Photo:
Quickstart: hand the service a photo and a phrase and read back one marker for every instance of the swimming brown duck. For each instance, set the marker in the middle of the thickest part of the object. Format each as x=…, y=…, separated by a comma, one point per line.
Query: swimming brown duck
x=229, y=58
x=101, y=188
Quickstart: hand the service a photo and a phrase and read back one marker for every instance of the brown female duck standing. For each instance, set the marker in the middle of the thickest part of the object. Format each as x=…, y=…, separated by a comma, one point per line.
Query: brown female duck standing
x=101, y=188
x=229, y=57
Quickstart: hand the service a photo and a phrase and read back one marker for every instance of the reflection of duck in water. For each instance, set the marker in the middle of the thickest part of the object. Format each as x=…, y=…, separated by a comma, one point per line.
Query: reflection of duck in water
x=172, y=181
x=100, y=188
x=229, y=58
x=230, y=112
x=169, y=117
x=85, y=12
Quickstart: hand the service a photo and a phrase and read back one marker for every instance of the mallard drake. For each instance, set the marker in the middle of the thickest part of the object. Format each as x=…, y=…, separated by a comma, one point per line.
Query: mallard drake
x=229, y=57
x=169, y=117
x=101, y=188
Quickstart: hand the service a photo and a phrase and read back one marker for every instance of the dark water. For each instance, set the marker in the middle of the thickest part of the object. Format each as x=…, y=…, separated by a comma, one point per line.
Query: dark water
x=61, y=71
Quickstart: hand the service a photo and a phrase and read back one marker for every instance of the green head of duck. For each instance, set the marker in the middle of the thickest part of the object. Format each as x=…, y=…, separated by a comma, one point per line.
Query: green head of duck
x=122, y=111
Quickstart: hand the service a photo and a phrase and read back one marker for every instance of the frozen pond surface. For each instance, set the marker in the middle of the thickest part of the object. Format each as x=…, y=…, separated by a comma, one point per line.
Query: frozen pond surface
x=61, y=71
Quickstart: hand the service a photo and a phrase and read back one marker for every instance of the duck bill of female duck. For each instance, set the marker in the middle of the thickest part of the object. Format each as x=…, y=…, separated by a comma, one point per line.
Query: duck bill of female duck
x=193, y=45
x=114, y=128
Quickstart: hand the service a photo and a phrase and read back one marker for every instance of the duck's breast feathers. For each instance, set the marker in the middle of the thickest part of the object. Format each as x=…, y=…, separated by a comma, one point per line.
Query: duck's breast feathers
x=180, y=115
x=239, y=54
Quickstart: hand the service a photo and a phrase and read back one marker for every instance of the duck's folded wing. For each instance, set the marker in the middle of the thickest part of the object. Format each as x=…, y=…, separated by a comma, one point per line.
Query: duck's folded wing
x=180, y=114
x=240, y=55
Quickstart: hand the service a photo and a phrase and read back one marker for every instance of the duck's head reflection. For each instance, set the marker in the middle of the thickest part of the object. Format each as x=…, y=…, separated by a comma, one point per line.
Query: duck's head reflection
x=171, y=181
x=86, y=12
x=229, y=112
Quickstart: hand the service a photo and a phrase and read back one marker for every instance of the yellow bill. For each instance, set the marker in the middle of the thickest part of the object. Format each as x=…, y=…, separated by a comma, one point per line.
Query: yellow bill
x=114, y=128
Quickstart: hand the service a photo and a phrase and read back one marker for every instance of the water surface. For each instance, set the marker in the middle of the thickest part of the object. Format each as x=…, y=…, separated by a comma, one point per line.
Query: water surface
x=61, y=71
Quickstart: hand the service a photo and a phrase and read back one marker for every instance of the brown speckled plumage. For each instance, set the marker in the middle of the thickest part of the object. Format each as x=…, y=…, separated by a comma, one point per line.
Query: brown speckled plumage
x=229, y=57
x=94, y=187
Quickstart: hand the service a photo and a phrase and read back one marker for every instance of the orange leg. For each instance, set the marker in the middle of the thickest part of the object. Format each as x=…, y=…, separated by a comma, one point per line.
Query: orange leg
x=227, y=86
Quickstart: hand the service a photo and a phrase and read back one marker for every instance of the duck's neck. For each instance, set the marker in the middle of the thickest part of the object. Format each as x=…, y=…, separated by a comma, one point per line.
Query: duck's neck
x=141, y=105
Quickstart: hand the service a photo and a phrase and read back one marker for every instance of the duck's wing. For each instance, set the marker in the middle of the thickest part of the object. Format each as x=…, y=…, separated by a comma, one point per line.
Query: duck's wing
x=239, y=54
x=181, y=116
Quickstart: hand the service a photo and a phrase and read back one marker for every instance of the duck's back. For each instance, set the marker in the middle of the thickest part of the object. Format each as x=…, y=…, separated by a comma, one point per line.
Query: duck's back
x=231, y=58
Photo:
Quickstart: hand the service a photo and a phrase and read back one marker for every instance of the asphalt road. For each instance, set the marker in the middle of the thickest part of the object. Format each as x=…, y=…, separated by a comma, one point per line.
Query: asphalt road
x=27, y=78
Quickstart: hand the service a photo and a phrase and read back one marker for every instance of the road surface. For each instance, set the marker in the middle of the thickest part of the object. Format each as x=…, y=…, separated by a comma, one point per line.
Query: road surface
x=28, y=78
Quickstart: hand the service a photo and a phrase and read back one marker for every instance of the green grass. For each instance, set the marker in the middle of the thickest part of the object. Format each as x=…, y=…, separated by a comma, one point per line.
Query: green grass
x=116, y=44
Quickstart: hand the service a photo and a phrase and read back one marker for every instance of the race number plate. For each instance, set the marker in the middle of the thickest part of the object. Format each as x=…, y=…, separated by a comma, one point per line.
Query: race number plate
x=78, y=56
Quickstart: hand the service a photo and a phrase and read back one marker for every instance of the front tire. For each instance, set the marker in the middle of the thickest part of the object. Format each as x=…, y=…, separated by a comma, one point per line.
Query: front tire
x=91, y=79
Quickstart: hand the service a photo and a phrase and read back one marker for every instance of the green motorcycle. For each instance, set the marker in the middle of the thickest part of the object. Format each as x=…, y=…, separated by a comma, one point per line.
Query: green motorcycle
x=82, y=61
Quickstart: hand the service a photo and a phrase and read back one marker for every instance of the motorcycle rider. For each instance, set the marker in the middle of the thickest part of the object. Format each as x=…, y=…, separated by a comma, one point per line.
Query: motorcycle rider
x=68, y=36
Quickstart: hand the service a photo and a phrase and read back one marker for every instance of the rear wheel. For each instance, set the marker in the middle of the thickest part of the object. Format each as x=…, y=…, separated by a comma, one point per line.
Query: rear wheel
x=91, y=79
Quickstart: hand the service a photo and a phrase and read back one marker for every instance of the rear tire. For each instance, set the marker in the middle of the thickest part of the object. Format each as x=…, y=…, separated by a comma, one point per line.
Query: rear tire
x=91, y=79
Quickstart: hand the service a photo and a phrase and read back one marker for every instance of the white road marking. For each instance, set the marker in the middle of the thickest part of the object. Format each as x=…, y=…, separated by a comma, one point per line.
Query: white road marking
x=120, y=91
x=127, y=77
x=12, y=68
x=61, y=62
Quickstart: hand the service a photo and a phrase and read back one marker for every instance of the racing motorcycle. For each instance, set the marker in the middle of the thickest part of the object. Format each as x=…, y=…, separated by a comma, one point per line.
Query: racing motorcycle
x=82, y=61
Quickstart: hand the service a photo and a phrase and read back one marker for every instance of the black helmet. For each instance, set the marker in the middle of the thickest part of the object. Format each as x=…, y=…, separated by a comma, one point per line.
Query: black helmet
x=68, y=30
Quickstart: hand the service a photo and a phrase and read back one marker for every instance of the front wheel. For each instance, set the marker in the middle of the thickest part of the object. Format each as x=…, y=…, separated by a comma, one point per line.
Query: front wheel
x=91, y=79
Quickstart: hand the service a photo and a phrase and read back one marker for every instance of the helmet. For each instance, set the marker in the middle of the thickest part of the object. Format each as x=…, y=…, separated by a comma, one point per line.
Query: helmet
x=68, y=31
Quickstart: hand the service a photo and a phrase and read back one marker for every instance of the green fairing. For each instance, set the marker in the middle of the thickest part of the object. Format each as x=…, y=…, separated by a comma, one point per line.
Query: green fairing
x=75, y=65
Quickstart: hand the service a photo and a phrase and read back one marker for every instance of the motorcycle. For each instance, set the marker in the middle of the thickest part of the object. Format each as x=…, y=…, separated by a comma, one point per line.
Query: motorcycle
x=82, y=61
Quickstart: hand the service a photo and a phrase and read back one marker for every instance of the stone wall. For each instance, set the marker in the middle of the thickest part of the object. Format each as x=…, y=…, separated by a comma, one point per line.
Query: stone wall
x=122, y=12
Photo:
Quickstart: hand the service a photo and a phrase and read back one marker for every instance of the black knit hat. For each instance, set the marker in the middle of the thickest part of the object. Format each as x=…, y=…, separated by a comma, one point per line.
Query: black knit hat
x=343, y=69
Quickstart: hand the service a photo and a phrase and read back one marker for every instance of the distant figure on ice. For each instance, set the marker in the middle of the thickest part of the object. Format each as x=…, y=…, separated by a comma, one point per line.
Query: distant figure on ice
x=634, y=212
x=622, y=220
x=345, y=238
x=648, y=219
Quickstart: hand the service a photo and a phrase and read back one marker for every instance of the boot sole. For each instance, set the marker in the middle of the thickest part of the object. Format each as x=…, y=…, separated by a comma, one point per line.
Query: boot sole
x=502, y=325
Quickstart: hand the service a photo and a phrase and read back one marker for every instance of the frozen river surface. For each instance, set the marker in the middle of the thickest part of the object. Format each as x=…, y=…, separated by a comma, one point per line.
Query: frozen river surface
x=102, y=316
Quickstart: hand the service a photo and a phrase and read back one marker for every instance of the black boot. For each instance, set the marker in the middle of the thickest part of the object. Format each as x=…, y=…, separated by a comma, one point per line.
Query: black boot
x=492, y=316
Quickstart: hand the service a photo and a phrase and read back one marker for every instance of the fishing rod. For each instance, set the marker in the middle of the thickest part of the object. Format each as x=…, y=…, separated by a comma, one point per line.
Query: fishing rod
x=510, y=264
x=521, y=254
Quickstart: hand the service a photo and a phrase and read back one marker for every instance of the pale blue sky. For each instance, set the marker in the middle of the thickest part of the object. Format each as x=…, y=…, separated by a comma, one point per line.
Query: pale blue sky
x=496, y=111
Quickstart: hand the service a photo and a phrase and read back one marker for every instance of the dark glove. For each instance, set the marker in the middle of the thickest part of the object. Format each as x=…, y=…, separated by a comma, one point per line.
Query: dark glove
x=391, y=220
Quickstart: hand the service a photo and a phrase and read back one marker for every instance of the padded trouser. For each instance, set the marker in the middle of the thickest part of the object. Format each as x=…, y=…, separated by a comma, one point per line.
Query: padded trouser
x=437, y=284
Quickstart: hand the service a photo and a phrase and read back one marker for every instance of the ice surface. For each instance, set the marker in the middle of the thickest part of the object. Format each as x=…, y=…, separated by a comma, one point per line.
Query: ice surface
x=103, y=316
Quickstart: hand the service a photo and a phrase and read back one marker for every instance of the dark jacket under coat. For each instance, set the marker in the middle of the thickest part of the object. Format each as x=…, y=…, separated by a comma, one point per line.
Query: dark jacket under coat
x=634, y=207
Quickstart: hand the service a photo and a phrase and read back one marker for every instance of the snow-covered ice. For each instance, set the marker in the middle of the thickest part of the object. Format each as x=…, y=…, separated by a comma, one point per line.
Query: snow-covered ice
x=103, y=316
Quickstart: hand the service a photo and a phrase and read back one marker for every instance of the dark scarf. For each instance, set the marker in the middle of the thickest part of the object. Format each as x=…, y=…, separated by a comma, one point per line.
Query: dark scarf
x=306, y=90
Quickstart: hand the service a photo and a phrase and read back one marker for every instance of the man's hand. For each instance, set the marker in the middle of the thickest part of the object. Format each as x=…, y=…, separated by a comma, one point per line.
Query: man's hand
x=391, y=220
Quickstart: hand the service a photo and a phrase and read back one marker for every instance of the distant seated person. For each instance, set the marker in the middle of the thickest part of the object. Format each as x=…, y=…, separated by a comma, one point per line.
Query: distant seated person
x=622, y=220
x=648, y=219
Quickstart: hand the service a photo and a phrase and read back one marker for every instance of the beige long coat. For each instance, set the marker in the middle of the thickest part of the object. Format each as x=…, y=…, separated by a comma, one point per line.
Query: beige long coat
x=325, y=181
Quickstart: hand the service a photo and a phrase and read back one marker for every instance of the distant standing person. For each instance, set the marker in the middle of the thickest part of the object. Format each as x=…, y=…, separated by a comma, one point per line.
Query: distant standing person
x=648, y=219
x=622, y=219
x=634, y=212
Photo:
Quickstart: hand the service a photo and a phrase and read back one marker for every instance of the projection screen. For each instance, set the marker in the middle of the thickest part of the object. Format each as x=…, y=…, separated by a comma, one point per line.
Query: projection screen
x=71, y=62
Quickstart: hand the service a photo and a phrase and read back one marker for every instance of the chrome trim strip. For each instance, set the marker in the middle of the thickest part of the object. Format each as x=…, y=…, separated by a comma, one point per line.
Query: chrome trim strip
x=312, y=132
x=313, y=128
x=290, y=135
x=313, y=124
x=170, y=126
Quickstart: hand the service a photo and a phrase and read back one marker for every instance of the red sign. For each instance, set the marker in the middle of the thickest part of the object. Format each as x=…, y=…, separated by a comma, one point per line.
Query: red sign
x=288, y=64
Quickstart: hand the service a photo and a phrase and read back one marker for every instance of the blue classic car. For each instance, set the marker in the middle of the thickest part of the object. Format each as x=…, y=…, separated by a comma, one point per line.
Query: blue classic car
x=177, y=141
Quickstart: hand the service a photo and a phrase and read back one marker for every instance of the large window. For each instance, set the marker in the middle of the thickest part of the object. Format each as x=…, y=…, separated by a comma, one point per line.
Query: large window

Task description
Reproduce the records above exactly, starting with the line that contains "of the chrome" and ending with the last line.

Response to the task
Quickstart: hand the service a photo and a phrase and read back one marker for every instance of the chrome trim strip. For each instance, set the marker in the middle of the thickest part of the object. Format each as x=…, y=…, separated by a comma, one point per line.
Query: chrome trim strip
x=312, y=132
x=313, y=128
x=290, y=135
x=313, y=124
x=170, y=126
Quickstart: hand the service a photo and a phrase and read back one marker for every instance of the red sign. For each instance, set the marker in the middle of the thickest part of the object. Format each as x=…, y=…, separated by a comma, one point per line.
Query: red sign
x=288, y=64
Quickstart: hand the service a photo and a phrase and read back one marker for every instance of the blue classic car. For each instance, set the marker in the middle of the thickest part of the object. Format each as x=…, y=…, separated by a comma, one point per line.
Query: blue classic car
x=177, y=141
Quickstart: hand the service a photo and a phrase and read back one marker for every instance of the large window. For each instance, set the marker in the middle of the thickest part of the object. Format each as x=…, y=…, separated by a comma, one point per line.
Query: large window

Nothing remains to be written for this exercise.